Records excerpted from a collection
--------------------

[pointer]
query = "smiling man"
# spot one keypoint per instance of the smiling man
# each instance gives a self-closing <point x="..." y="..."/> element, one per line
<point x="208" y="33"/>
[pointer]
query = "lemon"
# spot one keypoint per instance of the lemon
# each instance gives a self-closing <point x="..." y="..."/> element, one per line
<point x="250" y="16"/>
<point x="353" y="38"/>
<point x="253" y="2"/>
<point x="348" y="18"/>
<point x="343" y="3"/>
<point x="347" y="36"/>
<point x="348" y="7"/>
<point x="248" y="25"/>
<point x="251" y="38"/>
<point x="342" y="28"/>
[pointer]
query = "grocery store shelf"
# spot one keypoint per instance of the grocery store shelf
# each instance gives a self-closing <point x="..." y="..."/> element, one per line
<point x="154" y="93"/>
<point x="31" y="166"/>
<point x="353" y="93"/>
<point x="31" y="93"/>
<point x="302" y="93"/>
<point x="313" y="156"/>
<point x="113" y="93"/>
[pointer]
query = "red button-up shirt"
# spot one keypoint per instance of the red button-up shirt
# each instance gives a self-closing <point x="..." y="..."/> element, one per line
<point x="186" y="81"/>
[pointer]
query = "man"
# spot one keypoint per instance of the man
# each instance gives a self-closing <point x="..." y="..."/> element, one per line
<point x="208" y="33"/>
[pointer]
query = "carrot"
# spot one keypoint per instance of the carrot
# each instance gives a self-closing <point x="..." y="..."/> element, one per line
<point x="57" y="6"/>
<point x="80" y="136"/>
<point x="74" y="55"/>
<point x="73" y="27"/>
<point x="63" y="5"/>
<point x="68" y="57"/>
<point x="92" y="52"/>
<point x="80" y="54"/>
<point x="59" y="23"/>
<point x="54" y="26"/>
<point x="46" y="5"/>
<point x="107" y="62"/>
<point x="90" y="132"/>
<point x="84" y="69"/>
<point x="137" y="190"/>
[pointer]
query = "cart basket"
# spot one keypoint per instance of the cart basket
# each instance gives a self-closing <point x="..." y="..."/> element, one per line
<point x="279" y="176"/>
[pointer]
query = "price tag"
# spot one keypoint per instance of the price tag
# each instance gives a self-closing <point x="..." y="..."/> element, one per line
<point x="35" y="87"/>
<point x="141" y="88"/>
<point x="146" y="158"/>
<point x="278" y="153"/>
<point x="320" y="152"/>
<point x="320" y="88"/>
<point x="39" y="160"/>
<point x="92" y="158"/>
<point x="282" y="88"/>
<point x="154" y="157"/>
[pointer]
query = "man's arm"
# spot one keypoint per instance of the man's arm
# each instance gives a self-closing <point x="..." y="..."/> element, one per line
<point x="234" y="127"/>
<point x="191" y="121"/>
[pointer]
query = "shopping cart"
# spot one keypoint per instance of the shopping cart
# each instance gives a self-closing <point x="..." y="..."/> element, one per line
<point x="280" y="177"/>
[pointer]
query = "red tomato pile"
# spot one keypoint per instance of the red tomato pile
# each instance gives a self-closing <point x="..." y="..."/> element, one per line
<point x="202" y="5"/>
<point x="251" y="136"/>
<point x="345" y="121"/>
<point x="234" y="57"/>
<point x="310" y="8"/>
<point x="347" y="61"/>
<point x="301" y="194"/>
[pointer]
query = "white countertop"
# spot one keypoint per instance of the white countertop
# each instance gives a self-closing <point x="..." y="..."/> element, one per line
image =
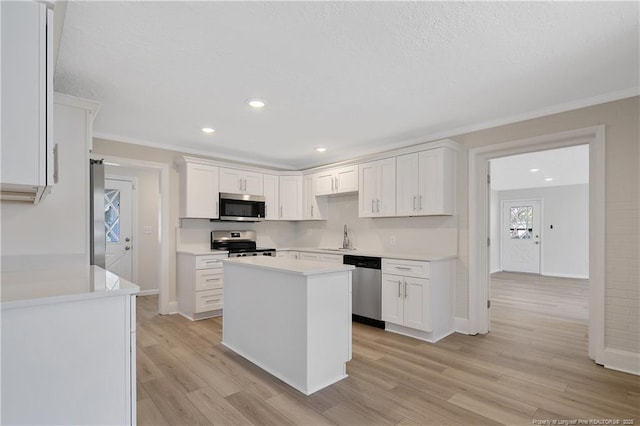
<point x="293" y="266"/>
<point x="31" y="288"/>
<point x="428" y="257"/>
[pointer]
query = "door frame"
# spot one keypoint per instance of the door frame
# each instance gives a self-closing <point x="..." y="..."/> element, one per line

--------------------

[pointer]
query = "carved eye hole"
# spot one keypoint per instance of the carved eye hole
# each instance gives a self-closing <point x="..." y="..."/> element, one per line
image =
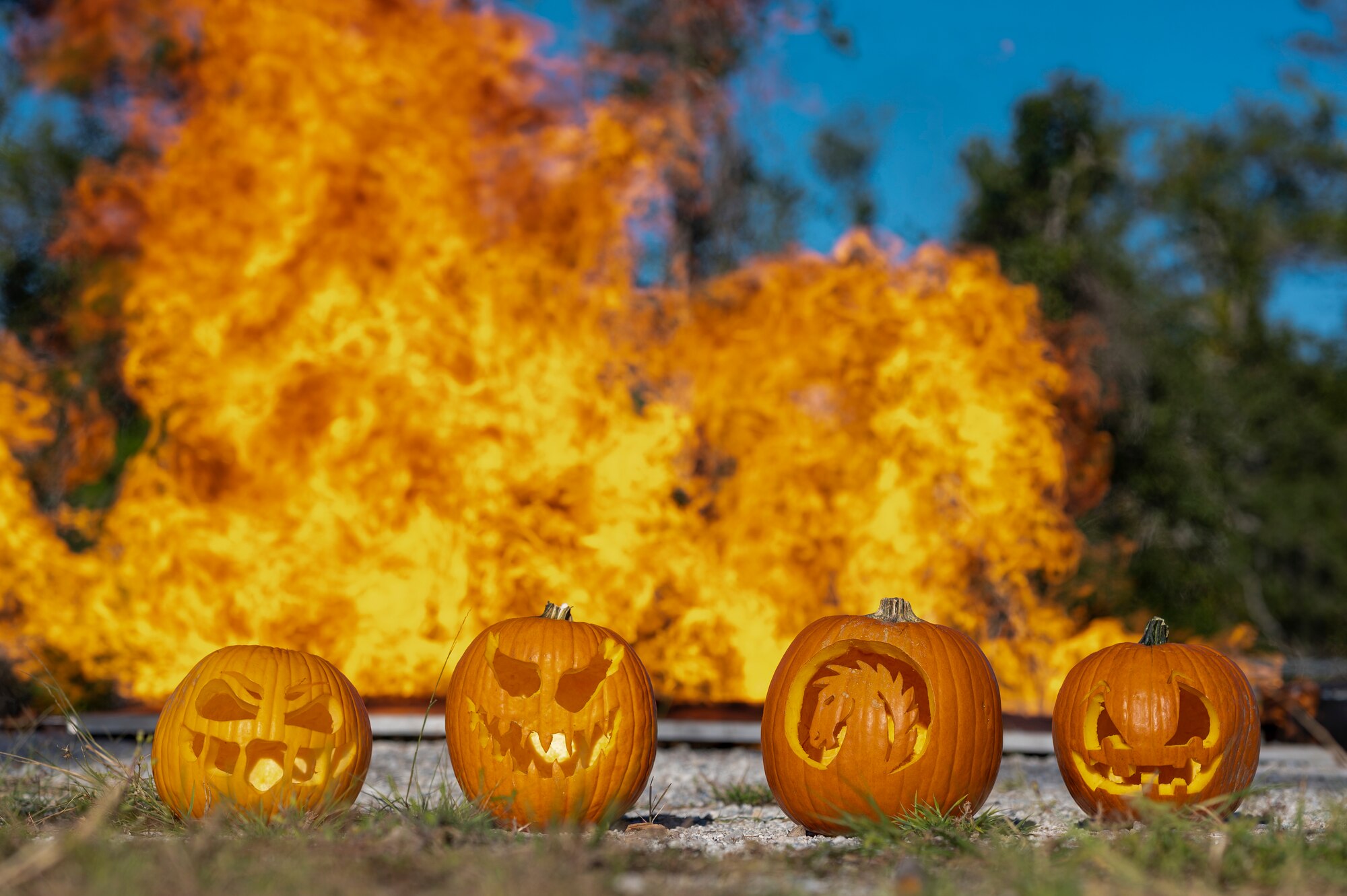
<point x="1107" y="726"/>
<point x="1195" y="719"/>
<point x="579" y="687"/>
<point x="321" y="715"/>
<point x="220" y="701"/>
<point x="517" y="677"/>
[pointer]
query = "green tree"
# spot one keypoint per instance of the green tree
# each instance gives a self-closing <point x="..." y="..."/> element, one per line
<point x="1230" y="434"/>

--------------------

» Stated task
Select every line of the records that contains the word "grocery", with case counting, and copy each of those lines out.

» Task output
query = "grocery store shelf"
# spot one keypoint per instance of the grocery store shelf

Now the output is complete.